→ **PROBLEM TO SOLVE**:
Please extract and repeat, character for character, the lines from the one with "Task: indicate the suit" up to and including the one with "x=622 y=544".

— Start RECORD SET —

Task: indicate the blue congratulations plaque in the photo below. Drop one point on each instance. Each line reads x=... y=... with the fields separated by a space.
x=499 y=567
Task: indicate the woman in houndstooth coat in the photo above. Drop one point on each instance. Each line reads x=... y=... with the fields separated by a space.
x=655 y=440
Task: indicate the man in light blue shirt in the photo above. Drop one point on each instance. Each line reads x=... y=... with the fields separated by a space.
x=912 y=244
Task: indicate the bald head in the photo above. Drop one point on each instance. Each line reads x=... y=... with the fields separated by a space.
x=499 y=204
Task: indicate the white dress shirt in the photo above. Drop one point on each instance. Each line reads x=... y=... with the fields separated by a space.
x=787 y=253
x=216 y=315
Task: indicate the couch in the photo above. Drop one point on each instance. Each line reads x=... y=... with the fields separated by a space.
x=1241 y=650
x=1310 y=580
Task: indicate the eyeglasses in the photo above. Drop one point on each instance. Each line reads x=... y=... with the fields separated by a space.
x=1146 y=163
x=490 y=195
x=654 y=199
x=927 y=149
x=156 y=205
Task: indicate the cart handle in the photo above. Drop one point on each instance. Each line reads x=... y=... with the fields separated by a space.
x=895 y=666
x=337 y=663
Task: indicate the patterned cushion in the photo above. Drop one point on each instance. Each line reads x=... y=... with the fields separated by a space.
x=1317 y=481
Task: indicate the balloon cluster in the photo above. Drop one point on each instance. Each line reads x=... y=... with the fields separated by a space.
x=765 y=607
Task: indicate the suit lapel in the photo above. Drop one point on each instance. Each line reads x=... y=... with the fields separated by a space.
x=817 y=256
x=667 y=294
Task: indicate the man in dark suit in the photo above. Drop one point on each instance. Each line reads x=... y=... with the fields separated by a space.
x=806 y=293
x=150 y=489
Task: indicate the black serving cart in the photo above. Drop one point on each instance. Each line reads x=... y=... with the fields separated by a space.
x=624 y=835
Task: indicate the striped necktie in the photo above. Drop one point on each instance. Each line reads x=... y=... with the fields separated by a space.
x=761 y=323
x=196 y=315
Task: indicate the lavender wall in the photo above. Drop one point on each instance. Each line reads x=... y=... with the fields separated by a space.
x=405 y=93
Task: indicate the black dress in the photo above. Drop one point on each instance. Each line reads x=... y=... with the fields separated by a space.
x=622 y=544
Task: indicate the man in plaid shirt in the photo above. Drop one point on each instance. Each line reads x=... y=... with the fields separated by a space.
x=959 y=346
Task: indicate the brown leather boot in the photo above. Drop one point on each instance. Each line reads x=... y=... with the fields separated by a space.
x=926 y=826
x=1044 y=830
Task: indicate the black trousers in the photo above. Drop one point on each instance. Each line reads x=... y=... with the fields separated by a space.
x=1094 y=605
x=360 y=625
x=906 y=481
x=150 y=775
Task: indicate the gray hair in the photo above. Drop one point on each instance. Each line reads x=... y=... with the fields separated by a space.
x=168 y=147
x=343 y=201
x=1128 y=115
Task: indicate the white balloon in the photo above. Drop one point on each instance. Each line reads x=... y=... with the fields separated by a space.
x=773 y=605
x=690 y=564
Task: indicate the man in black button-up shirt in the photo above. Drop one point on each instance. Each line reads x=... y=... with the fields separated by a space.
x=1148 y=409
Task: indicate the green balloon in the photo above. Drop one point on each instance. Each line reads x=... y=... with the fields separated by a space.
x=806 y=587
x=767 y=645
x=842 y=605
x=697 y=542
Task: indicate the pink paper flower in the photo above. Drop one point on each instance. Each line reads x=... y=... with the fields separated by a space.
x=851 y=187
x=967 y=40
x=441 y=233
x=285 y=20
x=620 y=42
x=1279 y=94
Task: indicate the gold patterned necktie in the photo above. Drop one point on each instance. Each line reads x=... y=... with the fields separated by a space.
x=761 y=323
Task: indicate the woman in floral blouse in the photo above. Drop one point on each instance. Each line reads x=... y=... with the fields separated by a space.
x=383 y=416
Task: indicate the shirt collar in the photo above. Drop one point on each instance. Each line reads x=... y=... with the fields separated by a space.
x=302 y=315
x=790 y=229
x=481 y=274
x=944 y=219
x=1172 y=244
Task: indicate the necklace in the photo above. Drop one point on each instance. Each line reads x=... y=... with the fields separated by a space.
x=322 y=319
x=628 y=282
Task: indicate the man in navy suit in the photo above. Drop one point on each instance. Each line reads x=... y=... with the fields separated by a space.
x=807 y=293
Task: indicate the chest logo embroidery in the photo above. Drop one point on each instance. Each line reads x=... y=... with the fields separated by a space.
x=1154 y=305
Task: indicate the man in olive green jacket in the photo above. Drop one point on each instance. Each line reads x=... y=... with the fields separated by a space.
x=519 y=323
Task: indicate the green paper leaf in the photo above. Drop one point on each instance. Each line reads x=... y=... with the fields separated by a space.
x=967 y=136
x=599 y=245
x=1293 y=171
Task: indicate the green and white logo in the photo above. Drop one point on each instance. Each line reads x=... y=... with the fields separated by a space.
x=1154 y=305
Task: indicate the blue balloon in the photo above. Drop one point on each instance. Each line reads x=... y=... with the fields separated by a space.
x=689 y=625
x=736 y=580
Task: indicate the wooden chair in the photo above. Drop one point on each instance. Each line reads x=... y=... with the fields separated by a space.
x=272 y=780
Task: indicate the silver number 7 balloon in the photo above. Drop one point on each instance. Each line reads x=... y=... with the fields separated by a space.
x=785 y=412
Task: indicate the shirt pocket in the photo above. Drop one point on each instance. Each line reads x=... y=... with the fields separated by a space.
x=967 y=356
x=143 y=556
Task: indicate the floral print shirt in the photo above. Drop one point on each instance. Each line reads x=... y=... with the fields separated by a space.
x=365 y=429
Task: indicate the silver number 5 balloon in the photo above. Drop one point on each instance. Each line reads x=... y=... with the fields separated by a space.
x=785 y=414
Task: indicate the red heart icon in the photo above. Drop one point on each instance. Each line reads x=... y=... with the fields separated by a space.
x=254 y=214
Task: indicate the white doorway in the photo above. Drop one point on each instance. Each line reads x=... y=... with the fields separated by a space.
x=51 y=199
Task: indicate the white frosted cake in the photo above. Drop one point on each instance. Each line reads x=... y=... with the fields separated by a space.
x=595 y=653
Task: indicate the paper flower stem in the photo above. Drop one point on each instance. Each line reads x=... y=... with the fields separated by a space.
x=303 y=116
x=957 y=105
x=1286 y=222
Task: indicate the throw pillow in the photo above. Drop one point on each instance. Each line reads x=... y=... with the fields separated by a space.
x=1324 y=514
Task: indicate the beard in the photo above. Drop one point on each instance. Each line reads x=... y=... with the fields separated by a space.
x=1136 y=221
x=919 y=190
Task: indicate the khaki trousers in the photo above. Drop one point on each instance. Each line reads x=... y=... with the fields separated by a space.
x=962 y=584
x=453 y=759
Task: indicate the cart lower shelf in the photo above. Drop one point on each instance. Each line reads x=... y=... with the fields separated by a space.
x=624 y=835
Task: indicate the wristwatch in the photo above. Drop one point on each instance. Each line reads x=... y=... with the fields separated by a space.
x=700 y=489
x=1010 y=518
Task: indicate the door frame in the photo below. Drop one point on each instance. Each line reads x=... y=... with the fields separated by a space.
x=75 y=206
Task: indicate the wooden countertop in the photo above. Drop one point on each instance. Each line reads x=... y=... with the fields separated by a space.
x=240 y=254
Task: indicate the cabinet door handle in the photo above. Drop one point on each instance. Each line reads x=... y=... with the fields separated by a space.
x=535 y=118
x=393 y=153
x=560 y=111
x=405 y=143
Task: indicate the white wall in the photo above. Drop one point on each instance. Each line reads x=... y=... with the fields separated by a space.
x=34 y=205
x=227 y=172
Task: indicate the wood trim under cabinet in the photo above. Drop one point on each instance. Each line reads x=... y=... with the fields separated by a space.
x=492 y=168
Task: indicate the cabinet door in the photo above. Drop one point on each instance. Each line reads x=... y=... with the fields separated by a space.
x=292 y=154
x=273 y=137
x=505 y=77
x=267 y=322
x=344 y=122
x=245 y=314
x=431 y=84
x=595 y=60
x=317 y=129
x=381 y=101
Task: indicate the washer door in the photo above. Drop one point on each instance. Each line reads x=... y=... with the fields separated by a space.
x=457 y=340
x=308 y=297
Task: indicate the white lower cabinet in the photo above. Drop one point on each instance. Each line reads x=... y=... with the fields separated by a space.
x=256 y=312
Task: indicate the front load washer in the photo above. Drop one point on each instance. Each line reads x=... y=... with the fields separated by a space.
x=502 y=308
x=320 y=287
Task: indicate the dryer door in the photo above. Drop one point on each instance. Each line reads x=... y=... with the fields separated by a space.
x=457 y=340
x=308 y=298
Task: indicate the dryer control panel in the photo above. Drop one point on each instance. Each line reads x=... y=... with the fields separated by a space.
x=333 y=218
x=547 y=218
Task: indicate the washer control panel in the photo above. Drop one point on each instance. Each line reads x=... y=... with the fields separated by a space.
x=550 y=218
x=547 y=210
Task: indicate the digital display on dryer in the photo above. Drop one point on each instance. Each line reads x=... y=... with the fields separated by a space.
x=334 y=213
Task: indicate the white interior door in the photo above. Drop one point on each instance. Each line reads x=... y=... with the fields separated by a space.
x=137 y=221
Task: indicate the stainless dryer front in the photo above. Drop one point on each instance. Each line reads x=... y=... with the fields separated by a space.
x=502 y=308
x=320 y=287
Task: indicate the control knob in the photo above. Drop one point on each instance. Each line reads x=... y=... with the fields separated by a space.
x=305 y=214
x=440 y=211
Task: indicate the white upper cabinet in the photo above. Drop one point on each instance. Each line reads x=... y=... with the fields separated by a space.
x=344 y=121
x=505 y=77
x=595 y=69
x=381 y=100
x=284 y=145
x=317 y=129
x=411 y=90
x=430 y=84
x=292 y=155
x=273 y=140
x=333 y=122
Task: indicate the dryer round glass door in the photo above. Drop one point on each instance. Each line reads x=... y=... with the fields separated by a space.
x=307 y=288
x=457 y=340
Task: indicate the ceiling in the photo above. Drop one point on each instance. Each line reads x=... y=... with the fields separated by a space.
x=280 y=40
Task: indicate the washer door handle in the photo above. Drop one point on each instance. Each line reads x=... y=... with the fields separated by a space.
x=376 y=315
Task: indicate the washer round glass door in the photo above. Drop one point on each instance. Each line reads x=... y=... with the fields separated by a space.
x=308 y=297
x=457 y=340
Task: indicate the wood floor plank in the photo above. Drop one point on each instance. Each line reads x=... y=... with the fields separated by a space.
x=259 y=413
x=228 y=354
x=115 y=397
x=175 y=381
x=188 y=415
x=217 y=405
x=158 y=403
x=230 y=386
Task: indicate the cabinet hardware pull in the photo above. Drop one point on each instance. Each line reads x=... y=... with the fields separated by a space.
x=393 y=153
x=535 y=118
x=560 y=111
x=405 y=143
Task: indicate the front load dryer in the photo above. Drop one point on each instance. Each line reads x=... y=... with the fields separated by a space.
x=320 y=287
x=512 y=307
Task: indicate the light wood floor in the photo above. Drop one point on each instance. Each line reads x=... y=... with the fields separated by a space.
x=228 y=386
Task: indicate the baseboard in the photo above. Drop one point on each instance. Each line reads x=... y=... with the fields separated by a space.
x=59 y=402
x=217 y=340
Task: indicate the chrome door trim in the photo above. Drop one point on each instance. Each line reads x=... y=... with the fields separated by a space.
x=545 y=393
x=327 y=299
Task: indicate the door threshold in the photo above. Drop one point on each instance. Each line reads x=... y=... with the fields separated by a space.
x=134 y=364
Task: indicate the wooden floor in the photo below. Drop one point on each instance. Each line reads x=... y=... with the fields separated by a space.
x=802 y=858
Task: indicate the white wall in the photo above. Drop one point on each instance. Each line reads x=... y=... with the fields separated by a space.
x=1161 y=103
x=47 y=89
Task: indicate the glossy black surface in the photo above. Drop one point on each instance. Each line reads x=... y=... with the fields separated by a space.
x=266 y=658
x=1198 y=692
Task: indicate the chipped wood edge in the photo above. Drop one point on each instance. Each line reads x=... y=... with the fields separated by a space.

— End RECORD SET —

→ **EXPECTED OUTPUT**:
Task: indicate the suit lapel in the photo above. Drop one point on each instance. Each line reads x=... y=... with the fields separated by a space.
x=817 y=256
x=667 y=294
Task: indicate the man in dark suit in the photo above. Drop one point on each instance. Each line reads x=... y=... with the fields separated by a space.
x=806 y=293
x=150 y=489
Task: indicate the black serving cart in the photo above. Drop one point on each instance. Each line reads x=... y=... with the fields separated by a space.
x=624 y=835
Task: indicate the striped necktie in the photo above. Drop one point on each instance. Each line reads x=... y=... with the fields separated by a space.
x=761 y=323
x=196 y=315
Task: indicate the lavender wall in the photo above. Drop one point on each instance. Each line reads x=... y=... with the fields separated by a space.
x=405 y=93
Task: indicate the black dress in the photo above. Drop one point on each instance. Each line reads x=... y=... with the fields separated by a space.
x=622 y=544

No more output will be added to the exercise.